TASK ITEM →
Your answer should be every line of the records that contains the word "below".

Top of SUPPLIED ENTRIES

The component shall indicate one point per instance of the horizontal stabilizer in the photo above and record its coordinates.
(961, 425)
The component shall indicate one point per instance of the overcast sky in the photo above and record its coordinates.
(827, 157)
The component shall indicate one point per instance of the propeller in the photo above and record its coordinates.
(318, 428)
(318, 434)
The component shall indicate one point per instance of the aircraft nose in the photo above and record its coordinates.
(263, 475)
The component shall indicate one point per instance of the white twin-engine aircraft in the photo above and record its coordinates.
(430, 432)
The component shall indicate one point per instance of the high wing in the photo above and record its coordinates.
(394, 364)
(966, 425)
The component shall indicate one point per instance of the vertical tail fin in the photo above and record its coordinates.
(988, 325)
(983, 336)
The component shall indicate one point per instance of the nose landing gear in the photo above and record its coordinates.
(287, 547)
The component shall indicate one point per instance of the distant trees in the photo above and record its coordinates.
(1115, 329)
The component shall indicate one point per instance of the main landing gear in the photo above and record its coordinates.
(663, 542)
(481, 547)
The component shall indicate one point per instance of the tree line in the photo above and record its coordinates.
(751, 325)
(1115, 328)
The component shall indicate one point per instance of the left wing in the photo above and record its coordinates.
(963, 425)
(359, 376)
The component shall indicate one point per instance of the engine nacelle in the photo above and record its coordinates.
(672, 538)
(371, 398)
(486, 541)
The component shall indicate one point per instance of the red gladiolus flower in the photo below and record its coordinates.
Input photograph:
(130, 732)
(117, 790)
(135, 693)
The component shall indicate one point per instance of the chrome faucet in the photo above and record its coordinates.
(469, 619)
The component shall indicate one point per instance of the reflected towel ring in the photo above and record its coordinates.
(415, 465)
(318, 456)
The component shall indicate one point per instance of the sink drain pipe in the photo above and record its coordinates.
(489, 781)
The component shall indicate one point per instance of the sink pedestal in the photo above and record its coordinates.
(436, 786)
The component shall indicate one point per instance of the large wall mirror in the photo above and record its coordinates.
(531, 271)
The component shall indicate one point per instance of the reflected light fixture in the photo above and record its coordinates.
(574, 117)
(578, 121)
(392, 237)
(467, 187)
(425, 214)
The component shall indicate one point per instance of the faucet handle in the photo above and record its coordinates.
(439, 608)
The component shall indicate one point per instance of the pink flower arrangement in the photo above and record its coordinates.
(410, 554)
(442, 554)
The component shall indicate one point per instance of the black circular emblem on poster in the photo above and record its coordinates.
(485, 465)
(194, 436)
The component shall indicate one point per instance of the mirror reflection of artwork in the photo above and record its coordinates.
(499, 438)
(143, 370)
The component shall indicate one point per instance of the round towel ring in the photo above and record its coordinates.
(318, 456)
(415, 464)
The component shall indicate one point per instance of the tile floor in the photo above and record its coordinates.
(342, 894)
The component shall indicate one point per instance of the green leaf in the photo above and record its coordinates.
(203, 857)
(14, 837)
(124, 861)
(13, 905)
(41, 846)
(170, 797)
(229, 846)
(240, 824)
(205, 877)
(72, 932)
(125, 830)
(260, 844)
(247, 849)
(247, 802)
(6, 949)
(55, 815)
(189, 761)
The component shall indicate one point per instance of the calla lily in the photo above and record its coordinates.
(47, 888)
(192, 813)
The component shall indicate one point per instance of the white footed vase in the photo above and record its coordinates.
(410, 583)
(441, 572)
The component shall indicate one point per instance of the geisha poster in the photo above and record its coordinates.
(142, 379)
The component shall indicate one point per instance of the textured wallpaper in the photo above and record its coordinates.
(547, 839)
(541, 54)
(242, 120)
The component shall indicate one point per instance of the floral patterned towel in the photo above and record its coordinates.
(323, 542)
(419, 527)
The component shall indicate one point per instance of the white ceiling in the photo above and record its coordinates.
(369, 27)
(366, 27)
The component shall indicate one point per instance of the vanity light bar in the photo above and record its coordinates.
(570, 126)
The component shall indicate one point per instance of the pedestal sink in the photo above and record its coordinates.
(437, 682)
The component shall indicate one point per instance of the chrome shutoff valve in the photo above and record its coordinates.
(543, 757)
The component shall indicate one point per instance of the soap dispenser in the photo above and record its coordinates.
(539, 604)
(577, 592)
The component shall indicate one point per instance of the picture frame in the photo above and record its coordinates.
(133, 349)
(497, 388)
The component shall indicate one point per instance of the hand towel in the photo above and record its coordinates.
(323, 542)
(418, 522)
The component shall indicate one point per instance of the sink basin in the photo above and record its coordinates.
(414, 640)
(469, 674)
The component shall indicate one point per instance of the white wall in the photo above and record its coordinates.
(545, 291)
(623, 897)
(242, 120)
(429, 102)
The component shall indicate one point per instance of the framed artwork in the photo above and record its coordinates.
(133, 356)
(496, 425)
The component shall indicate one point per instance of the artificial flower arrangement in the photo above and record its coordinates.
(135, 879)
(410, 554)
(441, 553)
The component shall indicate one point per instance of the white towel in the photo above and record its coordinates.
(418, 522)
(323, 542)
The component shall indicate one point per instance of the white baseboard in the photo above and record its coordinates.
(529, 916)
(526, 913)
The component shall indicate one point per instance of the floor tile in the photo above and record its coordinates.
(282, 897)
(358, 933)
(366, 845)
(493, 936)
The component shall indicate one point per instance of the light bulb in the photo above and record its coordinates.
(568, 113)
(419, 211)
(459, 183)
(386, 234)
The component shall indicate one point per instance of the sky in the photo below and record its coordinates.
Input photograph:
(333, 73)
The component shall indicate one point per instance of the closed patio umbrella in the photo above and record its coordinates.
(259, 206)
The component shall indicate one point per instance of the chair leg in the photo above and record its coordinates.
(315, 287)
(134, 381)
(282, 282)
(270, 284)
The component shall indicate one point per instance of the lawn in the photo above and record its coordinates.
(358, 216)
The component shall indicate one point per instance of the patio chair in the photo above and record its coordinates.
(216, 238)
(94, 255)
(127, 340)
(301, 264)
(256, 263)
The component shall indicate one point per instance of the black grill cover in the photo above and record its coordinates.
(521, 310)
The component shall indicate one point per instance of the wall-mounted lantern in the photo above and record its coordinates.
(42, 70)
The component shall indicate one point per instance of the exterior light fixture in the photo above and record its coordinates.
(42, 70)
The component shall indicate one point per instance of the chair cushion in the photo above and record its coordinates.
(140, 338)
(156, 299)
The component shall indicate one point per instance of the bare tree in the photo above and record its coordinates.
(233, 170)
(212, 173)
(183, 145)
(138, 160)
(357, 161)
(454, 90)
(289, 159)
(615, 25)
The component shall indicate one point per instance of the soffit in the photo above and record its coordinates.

Bottom of SUPPLIED ENTRIES

RESULT OF THE EXERCISE →
The component shall indicate one point per instance of the red gladiolus flower in the photo below and record its coordinates.
The component shall indicate one point per instance of the sky in the photo below and record its coordinates.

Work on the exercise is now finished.